## BEGIN Document extract
Sunday, April 2, 2017

The Semi-Finals

Yes today is April Fools' Day, but your boys are no fools.  This is why we actually came to the desert - basketball.  Hopefully some good games.  It is going to be difficult to top the last Final Four game we saw (Villanova-North Carolina 2016), but they again, that game may never be topped.  Here we go.

[Ed. Note:  We apologize for some of the language in this post, but as journalists we have to provide the exact quotation where necessary.]

5:15 Tony wakes up.

7:17 Pepster wakes up, a little late for the start of the Chelsea match which started at 7.

7:18 Pepster turns on the Chelsea-Crystal Palace match, and CP is up 2-1 after 16 minutes.  Damn you Christian Benteke.

8:55 Hopps wakes up; Pepster is back asleep on the couch.

9:02 Hopps yells at Sinickal, "Coffee and Food".

All morning - Your boys are struggling, for real.
## END Document extract
## BEGIN Record set
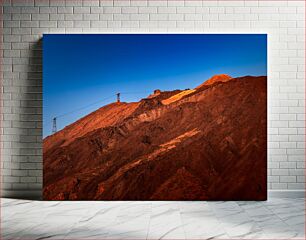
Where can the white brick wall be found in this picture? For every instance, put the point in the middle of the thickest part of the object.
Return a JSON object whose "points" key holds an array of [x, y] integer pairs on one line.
## END Record set
## BEGIN Record set
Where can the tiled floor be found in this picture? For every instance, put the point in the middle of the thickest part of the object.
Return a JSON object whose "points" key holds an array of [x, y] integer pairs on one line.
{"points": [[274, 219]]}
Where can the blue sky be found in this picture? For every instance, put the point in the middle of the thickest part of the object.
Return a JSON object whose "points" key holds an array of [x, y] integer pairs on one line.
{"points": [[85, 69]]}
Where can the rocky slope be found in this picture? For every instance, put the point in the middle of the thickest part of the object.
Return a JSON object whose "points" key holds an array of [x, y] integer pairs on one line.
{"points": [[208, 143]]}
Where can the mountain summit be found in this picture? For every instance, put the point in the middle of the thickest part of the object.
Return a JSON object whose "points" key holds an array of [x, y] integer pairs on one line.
## END Record set
In the Final Four blog post, reproduce word for word the passage that starts with "The Semi-Finals" and ends with "topped.  Here we go.". None of the lines are needed for this.

The Semi-Finals

Yes today is April Fools' Day, but your boys are no fools.  This is why we actually came to the desert - basketball.  Hopefully some good games.  It is going to be difficult to top the last Final Four game we saw (Villanova-North Carolina 2016), but they again, that game may never be topped.  Here we go.